-- begin Input --
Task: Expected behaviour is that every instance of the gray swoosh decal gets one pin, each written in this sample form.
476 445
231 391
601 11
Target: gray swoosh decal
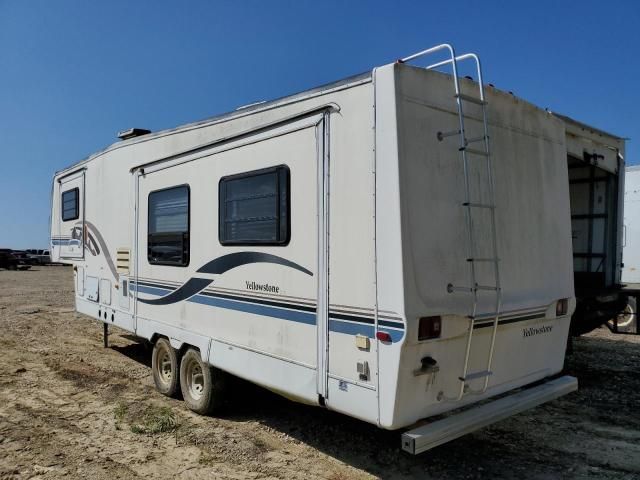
-- end Input --
Your goal: Reproduce every line of the entries above word for word, leaving out the pictures.

Answer in full:
Task: Expected behaviour is that every instance of the gray swoosh decal gets one pin, each written in this sample form.
476 445
231 391
601 11
Target: gray swoosh decal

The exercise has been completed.